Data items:
+++

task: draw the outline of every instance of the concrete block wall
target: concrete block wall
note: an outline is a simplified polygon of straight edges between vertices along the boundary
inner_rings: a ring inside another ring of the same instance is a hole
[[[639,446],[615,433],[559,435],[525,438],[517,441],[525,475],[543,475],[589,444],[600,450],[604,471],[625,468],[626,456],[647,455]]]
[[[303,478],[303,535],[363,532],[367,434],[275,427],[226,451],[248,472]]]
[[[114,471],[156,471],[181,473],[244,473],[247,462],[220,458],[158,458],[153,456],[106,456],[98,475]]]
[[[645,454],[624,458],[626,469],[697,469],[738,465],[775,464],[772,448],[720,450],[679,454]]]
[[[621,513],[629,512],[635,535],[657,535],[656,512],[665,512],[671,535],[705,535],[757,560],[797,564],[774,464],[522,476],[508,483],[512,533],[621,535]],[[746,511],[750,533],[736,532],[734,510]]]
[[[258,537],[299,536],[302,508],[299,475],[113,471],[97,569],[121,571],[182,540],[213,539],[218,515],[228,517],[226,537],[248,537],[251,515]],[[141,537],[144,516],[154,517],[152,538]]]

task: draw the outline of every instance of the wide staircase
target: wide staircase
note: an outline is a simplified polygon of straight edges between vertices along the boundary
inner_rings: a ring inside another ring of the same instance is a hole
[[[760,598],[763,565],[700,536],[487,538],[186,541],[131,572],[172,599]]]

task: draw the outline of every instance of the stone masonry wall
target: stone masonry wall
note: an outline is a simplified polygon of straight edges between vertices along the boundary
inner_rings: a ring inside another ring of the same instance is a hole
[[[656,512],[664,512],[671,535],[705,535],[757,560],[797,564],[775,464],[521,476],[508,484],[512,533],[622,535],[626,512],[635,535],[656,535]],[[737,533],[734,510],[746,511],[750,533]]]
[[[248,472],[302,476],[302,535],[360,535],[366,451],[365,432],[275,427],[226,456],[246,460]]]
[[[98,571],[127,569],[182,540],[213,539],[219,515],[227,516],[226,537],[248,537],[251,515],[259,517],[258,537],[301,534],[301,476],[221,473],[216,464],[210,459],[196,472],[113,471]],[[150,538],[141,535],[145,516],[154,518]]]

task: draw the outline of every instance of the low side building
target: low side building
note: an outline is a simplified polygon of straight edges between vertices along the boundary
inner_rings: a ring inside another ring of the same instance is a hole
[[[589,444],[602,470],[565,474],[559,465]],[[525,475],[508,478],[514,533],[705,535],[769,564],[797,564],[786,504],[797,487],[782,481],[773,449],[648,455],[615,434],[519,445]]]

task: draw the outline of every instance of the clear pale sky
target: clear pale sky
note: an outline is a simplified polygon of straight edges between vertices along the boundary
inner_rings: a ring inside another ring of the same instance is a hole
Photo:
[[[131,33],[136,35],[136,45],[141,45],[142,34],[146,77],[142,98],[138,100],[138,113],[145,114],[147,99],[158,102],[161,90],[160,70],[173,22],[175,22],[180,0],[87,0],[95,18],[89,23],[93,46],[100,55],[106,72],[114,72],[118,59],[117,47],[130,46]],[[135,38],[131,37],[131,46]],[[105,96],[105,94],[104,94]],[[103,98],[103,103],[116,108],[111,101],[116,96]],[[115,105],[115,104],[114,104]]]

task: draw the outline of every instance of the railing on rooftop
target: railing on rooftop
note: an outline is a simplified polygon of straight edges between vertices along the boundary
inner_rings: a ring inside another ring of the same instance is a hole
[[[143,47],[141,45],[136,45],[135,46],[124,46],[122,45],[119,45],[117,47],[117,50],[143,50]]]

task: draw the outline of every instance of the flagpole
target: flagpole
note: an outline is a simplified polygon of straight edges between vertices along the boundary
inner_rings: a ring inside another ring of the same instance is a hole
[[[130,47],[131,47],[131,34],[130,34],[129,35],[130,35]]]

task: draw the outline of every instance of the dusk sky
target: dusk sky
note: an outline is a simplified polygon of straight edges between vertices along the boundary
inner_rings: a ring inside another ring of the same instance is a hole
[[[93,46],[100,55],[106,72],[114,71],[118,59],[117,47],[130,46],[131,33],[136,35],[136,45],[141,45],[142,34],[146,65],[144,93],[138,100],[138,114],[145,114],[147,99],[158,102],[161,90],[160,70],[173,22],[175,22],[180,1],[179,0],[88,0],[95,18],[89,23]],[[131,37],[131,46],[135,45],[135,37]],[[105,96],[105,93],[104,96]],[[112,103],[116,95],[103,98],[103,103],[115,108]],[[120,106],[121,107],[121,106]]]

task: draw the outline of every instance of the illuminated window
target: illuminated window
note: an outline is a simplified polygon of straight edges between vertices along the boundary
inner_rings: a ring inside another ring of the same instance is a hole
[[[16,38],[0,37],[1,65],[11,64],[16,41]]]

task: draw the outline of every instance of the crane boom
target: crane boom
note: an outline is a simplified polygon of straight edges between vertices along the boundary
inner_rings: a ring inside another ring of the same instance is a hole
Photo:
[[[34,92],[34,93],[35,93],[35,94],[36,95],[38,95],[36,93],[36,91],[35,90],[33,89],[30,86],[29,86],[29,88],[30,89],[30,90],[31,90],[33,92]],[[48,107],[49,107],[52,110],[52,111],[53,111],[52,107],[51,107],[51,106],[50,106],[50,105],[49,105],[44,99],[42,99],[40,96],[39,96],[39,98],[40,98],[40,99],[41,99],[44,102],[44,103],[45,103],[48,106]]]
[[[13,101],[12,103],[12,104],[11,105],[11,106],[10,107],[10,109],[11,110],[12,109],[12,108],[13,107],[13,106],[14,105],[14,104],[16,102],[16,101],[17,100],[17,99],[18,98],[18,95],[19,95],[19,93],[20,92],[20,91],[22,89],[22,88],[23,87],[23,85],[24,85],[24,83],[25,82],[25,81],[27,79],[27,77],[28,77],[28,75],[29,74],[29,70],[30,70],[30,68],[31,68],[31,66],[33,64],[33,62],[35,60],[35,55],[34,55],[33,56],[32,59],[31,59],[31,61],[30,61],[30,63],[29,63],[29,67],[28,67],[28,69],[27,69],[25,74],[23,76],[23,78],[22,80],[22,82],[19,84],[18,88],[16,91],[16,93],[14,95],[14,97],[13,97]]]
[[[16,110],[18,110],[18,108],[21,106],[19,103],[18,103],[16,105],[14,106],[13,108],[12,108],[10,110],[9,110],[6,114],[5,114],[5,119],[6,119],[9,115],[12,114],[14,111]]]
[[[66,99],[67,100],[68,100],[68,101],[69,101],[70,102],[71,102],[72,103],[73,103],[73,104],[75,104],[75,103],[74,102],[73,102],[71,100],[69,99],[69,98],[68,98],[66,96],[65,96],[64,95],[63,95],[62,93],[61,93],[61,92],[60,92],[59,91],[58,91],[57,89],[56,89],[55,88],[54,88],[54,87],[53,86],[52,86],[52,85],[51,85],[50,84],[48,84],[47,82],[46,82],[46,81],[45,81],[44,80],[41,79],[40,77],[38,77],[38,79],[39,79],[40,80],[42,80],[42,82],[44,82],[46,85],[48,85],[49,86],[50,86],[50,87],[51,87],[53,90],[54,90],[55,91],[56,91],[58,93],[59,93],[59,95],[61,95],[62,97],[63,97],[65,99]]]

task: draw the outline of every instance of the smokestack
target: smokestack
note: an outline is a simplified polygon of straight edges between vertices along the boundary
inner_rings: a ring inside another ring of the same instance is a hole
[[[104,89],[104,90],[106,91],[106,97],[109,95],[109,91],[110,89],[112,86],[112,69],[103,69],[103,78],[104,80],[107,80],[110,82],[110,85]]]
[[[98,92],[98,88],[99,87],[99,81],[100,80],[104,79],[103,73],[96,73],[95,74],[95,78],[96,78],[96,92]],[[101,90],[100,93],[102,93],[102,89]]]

+++

> _Job_
Copy out every line of the data items above verbatim, with no changes.

> _Response to this task_
task: draw the outline of every instance of the concrete block wall
target: concrete block wall
note: an outline is a simplified polygon of straight edges between vertices along the boundary
inner_rings: a ring inside another ring of the same instance is a hole
[[[639,446],[615,433],[559,435],[525,438],[517,441],[525,475],[543,475],[589,444],[600,450],[604,471],[625,468],[626,456],[647,455]]]
[[[303,478],[303,535],[363,532],[367,434],[275,427],[226,451],[248,472]]]
[[[114,471],[156,471],[181,473],[244,473],[247,462],[220,458],[158,458],[153,456],[106,456],[98,475]]]
[[[645,454],[624,458],[626,469],[697,469],[738,465],[775,464],[772,448],[720,450],[679,454]]]
[[[621,513],[629,512],[635,535],[657,535],[656,512],[665,512],[671,535],[705,535],[757,560],[797,564],[774,464],[522,476],[508,483],[512,533],[621,535]],[[746,511],[750,533],[736,532],[734,510]]]
[[[258,537],[299,536],[302,508],[299,475],[113,471],[97,569],[121,571],[182,540],[213,539],[218,515],[228,517],[226,537],[248,537],[251,515]],[[141,537],[144,516],[154,517],[152,538]]]

task: draw the outline of every instance of the wide staircase
target: wide staircase
note: an outline is a simplified polygon of straight edges between vertices along the boundary
inner_rings: a ring inside another ring of the same instance is a hole
[[[760,598],[763,565],[700,536],[487,538],[186,541],[131,572],[172,599]]]

task: draw the outline of every instance of the stone masonry wall
target: stone masonry wall
note: an outline is a simplified polygon of straight edges between vertices along the boundary
inner_rings: a ring inside another ring of the same instance is a hole
[[[656,512],[664,512],[671,535],[705,535],[757,560],[797,564],[775,464],[521,476],[508,484],[512,533],[622,535],[626,512],[635,535],[656,535]],[[737,533],[734,510],[746,511],[750,533]]]
[[[248,472],[302,476],[302,535],[360,535],[366,451],[365,432],[275,427],[226,456],[246,460]]]
[[[98,571],[127,569],[182,540],[213,539],[219,515],[227,516],[226,537],[248,537],[251,515],[259,517],[258,537],[301,534],[301,476],[221,473],[216,464],[210,459],[196,472],[113,471]],[[150,538],[141,535],[145,516],[154,518]]]

task: draw the outline of every instance of the low side building
target: low side building
note: an outline is a simplified polygon of straight edges between vertices along the boundary
inner_rings: a ring inside another ring of the same instance is a hole
[[[589,444],[602,470],[565,474],[559,465]],[[525,475],[508,478],[514,533],[705,535],[769,564],[797,564],[786,504],[797,487],[782,481],[773,449],[648,455],[615,434],[519,445]]]

task: draw the outline of every instance of the clear pale sky
target: clear pale sky
note: an outline is a simplified polygon of straight edges between vertices along the boundary
inner_rings: a ring inside another ring of the same instance is a hole
Photo:
[[[131,33],[136,35],[136,45],[141,45],[142,34],[146,77],[142,98],[138,100],[138,113],[145,114],[147,99],[158,102],[161,90],[160,70],[173,22],[175,22],[180,0],[87,0],[95,18],[89,23],[93,46],[100,55],[106,72],[114,72],[118,59],[117,47],[130,46]],[[135,38],[131,37],[131,46]],[[105,96],[105,94],[104,94]],[[103,98],[103,103],[116,108],[111,101],[116,96]],[[115,105],[115,104],[114,104]]]

task: draw the outline of every instance of the railing on rooftop
target: railing on rooftop
note: an outline is a simplified polygon of straight edges between vertices along the boundary
inner_rings: a ring inside another ring of the same instance is a hole
[[[143,47],[141,45],[136,45],[135,46],[124,46],[122,45],[119,45],[117,47],[117,50],[143,50]]]

task: draw the outline of every instance of the flagpole
target: flagpole
note: an outline is a simplified polygon of straight edges between vertices along the boundary
inner_rings: a ring inside another ring of the same instance is a hole
[[[130,47],[131,47],[131,34],[130,34],[129,35],[130,35]]]

task: draw the outline of every instance of the dusk sky
target: dusk sky
note: an outline is a simplified polygon of straight edges between vertices along the boundary
inner_rings: a ring inside another ring of the same instance is a hole
[[[93,46],[100,55],[106,72],[114,71],[118,59],[117,47],[130,46],[131,33],[136,35],[136,45],[141,45],[142,34],[146,65],[144,93],[138,100],[138,114],[145,114],[147,99],[158,102],[161,90],[160,70],[173,22],[175,22],[180,1],[179,0],[88,0],[95,18],[89,23]],[[131,37],[131,46],[135,45],[135,37]],[[105,96],[105,93],[104,96]],[[112,103],[116,95],[103,98],[103,103],[115,108]],[[120,106],[121,107],[121,106]]]

task: draw the outline of every instance of the illuminated window
target: illuminated window
note: an outline is a simplified polygon of straight edges between vertices along the boundary
inner_rings: a ring inside another ring of the same instance is a hole
[[[16,38],[0,37],[1,65],[11,64],[16,41]]]

task: draw the outline of every instance of the crane boom
target: crane boom
note: an outline is a simplified polygon of straight edges between vertices along the boundary
inner_rings: a ring inside another ring of the same instance is a hole
Photo:
[[[34,92],[34,93],[35,93],[35,94],[36,95],[38,95],[36,93],[36,91],[35,90],[33,89],[30,86],[29,86],[29,88],[30,89],[30,90],[31,90],[33,92]],[[48,107],[49,107],[52,110],[52,111],[53,111],[52,107],[51,107],[51,106],[50,106],[50,105],[49,105],[44,99],[42,99],[40,96],[39,96],[39,98],[40,98],[40,99],[41,99],[44,102],[44,103],[45,103],[48,106]]]
[[[13,101],[12,103],[12,104],[11,105],[11,106],[10,107],[10,109],[11,110],[12,109],[12,108],[13,107],[13,106],[14,105],[14,104],[16,102],[16,101],[17,100],[17,99],[18,98],[18,95],[19,95],[19,93],[20,92],[20,91],[22,89],[22,88],[23,87],[23,85],[24,85],[24,83],[25,82],[25,81],[27,79],[27,77],[28,77],[28,75],[29,74],[29,70],[30,70],[30,68],[31,68],[31,66],[33,64],[33,62],[35,60],[35,55],[34,55],[33,56],[32,59],[31,59],[31,61],[30,61],[30,63],[29,63],[29,67],[28,67],[28,69],[27,69],[25,74],[23,76],[23,78],[22,80],[22,82],[19,84],[18,88],[16,91],[16,93],[14,95],[14,97],[13,97]]]
[[[16,110],[18,110],[18,108],[21,106],[19,103],[18,103],[16,105],[14,106],[13,108],[12,108],[10,110],[9,110],[6,114],[5,114],[5,119],[6,119],[9,115],[12,114],[14,111]]]
[[[66,99],[67,100],[68,100],[68,101],[69,101],[70,102],[71,102],[72,103],[73,103],[73,104],[75,104],[75,103],[74,102],[73,102],[71,100],[69,99],[69,98],[68,98],[66,96],[65,96],[64,95],[63,95],[62,93],[61,93],[61,92],[60,92],[59,91],[58,91],[57,89],[56,89],[55,88],[54,88],[54,87],[53,86],[52,86],[52,85],[51,85],[50,84],[48,84],[47,82],[46,82],[46,81],[45,81],[44,80],[41,79],[40,77],[38,77],[38,79],[39,79],[40,80],[42,80],[42,82],[44,82],[46,85],[48,85],[49,86],[50,86],[50,87],[51,87],[53,90],[54,90],[55,91],[56,91],[58,93],[59,93],[59,95],[61,95],[62,97],[63,97],[65,99]]]

task: draw the outline of every instance of the smokestack
target: smokestack
note: an outline is a simplified polygon of straight edges between vertices along the boundary
inner_rings: a ring inside another ring of the same instance is a hole
[[[104,89],[104,90],[106,91],[106,97],[109,95],[109,91],[110,89],[112,86],[112,69],[103,69],[103,78],[104,80],[107,80],[110,82],[110,85]]]
[[[98,92],[98,88],[99,87],[99,81],[100,80],[104,79],[103,73],[96,73],[95,74],[95,78],[96,78],[96,92]],[[101,90],[100,93],[102,93],[102,89]]]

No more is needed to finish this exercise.